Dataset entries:

┄┄┄┄┄┄┄┄┄┄

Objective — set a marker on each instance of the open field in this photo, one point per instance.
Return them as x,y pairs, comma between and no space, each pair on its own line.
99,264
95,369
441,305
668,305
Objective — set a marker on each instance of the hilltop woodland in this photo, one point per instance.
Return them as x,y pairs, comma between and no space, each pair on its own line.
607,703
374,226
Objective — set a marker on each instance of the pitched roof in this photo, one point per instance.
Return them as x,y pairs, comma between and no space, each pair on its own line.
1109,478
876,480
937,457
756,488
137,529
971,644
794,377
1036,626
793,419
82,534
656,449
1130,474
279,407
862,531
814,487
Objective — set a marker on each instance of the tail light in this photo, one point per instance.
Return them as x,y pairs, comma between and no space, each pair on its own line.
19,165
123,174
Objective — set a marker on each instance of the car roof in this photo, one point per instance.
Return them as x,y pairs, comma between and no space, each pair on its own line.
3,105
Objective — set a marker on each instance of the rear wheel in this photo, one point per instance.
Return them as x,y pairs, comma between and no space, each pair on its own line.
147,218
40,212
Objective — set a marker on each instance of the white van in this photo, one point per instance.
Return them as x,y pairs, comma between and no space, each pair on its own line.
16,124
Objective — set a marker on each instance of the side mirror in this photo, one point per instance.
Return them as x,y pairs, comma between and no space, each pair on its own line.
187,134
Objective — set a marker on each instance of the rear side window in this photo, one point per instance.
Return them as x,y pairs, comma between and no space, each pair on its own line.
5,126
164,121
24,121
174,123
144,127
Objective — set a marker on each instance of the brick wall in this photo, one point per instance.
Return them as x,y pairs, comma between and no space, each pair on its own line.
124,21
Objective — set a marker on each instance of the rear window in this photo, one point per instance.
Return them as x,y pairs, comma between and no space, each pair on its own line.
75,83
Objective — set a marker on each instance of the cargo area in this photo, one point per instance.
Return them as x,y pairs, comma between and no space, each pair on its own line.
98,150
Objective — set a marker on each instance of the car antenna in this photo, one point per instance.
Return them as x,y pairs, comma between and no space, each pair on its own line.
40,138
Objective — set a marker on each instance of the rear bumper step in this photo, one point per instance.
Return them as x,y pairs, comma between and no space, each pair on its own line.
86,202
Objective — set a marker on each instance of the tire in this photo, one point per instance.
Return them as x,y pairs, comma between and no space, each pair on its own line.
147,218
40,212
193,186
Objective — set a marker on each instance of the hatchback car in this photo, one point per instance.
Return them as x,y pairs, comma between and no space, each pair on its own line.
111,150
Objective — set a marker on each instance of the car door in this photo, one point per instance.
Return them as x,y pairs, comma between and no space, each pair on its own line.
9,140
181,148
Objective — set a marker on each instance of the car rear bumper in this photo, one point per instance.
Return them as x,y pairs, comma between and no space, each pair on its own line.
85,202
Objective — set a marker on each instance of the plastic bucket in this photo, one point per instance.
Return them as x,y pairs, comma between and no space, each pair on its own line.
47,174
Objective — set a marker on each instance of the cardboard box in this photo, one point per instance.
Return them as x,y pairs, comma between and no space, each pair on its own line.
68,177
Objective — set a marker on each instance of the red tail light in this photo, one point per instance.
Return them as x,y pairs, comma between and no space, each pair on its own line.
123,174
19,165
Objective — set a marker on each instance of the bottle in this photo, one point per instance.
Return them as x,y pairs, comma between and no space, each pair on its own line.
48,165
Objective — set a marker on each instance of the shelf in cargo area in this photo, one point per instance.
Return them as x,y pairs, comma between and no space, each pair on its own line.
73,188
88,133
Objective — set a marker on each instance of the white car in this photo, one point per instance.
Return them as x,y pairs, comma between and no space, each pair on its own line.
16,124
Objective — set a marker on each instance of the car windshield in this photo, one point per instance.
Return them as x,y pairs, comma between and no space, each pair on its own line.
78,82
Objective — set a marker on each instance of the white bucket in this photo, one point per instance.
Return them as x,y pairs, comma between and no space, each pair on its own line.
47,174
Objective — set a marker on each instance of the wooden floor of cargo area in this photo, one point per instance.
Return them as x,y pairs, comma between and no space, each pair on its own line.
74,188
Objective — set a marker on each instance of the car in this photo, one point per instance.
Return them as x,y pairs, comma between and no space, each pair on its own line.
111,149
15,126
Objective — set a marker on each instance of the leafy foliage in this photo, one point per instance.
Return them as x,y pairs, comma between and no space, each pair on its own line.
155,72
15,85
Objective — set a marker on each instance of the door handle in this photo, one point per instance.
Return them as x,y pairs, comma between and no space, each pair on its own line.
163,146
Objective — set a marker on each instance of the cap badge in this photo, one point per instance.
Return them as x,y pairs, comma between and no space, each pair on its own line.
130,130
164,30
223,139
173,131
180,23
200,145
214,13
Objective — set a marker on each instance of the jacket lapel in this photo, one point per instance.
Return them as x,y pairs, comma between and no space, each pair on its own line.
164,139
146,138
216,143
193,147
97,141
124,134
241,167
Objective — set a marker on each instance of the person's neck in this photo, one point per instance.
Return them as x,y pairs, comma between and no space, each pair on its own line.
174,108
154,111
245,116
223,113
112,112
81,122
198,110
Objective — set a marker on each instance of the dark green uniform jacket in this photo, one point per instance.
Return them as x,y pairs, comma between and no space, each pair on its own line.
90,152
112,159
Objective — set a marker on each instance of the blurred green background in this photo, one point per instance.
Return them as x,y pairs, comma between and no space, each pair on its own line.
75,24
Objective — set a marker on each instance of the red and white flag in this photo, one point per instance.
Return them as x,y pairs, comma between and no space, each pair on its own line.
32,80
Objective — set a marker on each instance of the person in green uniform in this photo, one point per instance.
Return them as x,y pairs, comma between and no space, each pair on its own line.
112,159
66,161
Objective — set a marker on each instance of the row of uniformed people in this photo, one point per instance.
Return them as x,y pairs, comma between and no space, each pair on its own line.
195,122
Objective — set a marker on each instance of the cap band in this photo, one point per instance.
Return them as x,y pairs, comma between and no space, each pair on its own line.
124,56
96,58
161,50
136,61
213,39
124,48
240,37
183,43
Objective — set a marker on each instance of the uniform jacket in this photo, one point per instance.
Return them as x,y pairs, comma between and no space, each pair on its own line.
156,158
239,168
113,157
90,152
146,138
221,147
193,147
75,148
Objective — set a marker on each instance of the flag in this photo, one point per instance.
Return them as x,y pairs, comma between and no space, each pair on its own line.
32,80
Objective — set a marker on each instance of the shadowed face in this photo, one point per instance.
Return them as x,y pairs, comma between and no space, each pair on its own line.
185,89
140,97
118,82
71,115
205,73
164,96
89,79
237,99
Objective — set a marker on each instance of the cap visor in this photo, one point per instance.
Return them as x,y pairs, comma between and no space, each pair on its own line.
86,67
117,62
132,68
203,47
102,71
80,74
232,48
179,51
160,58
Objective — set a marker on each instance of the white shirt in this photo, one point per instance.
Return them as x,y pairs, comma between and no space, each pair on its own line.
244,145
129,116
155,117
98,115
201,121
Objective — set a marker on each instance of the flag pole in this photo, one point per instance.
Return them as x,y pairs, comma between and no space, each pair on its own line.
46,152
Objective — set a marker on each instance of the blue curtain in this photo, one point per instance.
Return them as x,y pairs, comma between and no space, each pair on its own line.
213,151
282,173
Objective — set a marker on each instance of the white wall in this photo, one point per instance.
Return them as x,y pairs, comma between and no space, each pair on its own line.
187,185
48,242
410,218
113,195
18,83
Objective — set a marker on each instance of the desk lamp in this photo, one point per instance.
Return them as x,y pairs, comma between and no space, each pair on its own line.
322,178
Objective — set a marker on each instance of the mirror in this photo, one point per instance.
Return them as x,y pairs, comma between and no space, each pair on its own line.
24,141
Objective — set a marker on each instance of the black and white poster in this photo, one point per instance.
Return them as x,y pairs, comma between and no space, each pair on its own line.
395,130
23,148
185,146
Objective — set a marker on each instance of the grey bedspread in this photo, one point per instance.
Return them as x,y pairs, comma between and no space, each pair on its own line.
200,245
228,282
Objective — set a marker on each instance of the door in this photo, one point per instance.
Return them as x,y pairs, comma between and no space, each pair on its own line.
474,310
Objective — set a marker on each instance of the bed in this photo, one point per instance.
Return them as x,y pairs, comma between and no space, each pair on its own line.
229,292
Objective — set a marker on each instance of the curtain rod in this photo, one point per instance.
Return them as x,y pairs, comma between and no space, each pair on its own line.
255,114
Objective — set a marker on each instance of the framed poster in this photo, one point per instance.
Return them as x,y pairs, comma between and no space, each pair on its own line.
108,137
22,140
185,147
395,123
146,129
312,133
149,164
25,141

┄┄┄┄┄┄┄┄┄┄

Your assignment »
The entries above hold a line with "bumper in this photo, one point per instance." and a later line with "the white car". Write out exactly those lines and all lines between, nothing more.

Solution to this problem »
Objective — set a marker on each instance of the car rear bumper in this photo, one point per instance.
Return them as x,y pairs, comma between and no space, each pair on its own line.
85,202
Objective — set a marker on each instance of the plastic bucket in this photo, one point per instance.
Return them as x,y pairs, comma between and no space, each pair on its own line.
47,174
Objective — set a marker on each instance of the cardboard box in this photo, one point per instance.
Return them as x,y pairs, comma between and no space, each pair on its own line.
68,177
Objective — set a marker on each instance of the red tail light in this photo, one point per instance.
Return them as x,y pairs, comma between and no space, each pair on its own line.
123,174
19,165
Objective — set a marker on each instance of the bottle in this photo, one point per instance.
Return them as x,y pairs, comma between and no space, each pair on its own line.
48,165
Objective — set a marker on each instance of the shelf in cargo area in this photo, one point per instance.
Return them as x,y pairs, comma between and no space, each pair on its own line.
73,188
88,133
Objective — set a marker on each instance of the white car in this photo, one point per instance.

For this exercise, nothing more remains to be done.